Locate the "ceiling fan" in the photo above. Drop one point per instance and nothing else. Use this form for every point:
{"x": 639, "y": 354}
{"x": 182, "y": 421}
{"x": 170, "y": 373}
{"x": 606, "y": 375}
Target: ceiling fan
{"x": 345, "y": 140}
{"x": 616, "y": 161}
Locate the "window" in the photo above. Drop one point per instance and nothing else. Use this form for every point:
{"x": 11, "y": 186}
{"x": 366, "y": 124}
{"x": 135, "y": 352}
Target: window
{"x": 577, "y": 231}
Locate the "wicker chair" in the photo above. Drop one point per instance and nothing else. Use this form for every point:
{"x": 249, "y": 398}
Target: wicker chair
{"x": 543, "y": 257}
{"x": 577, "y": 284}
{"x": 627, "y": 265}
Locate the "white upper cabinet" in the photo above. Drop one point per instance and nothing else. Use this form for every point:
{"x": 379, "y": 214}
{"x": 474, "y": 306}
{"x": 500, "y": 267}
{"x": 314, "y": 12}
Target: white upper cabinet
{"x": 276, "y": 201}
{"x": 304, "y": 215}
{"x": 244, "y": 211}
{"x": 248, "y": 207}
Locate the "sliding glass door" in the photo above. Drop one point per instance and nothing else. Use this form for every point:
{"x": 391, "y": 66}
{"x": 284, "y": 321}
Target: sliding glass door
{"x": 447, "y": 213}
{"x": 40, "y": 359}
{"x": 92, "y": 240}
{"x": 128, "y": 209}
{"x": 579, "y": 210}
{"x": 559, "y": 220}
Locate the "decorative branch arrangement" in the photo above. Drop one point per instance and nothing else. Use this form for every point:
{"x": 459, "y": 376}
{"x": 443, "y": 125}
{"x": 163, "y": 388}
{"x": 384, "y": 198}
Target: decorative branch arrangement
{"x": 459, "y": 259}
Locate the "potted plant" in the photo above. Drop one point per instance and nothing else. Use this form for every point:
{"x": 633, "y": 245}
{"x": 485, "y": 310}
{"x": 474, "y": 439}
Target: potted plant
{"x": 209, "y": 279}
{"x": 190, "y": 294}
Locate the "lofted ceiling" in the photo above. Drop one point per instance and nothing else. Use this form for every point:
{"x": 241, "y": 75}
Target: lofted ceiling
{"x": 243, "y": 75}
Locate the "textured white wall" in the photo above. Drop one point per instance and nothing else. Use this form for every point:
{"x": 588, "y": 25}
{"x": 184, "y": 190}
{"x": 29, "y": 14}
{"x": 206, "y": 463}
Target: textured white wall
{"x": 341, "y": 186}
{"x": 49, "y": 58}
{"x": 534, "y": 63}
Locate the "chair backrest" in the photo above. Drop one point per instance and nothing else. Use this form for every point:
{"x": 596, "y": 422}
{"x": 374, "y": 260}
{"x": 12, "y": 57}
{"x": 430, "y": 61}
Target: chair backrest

◆ Task statement ◆
Find and copy each line in the entries above that contains the word "arrangement". Case counts.

◆ Answer in full ◆
Locate the "decorative branch arrangement" in the photo above. Drop one point per instance and nothing else. Use this form for every point:
Target: decorative branch arrangement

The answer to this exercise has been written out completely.